• [EXERCISE 1]:
Answer these questions from the bread recipe text:
(a) Which two dishes did Ben make for the extended family over Thanksgiving?
(b) What kind of bread did Ben's recipe turn out to be?
(c) How much butter went into the bread that was actually baked?
• [EXERCISE 2]: Reproduce everything in the bread recipe text from "And because Ben’s" down to "help him make.", word for word.

And because Ben’s a reading and writing kind of guy, it didn’t surprise me that reading cookbooks would lead him to write out recipes, but now he’s also starting to invent his own. He didn’t get very innovative with his recipes for guacamole or roasted potatoes (both of which he made for the extended family over Thanksgiving), but the other day he wrote out a recipe for bread that he’s been begging me to help him make.

I was torn. On the one hand, I want to encourage his kitchen adventures. On the other, it just didn’t look like a recipe that would turn out very well. I didn’t want him to be disappointed, and I didn’t want to waste food. So we sat down and compared his recipe to a similar one from his cookbook, we talked about the chemistry of baking, and we talked about not wasting food. He took it all in very seriously, but was ultimately not swayed. He wanted to bake his bread recipe, as written. So we did, and I’m happy to report, it turned out just fine — a nice, wheaty soda bread. So here’s the recipe, exactly as Ben wrote it, with my comments in brackets.

Whole-Wheat Bread

You’ll Need
¾ c + ½ c whole-wheat flour
½ c warm water
1/3 c cornmeal
1 package (1/4 ounce) dry yeast [not really doing anything in the recipe, so you could cut it]
3 tablespoons + ½ teaspoon granulated sugar
½ teaspoon salt
1 ½ teaspoons baking soda
2 tablespoons + ¼ teaspoons wheat germ
¼ teaspoon baking powder
2 sticks (1 cup) unsalted butter [I talked Ben down from a full cup of butter, so we used 1/2 cup, melted]

Equipment
Measuring cups & spoons
Bread pan
Cooling rack

Preheat oven to 375 F.

• [INFORMATION SUPPLIED]:
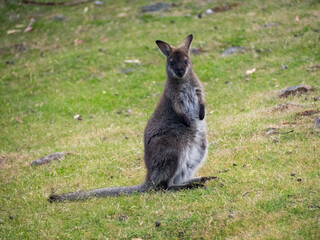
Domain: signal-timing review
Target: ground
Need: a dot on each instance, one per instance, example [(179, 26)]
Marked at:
[(72, 62)]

• [TASK OUTPUT 1]:
(a) Guacamole and roasted potatoes.
(b) A nice, wheaty soda bread.
(c) 1/2 cup, melted.

• [TASK OUTPUT 2]:
And because Ben’s a reading and writing kind of guy, it didn’t surprise me that reading cookbooks would lead him to write out recipes, but now he’s also starting to invent his own. He didn’t get very innovative with his recipes for guacamole or roasted potatoes (both of which he made for the extended family over Thanksgiving), but the other day he wrote out a recipe for bread that he’s been begging me to help him make.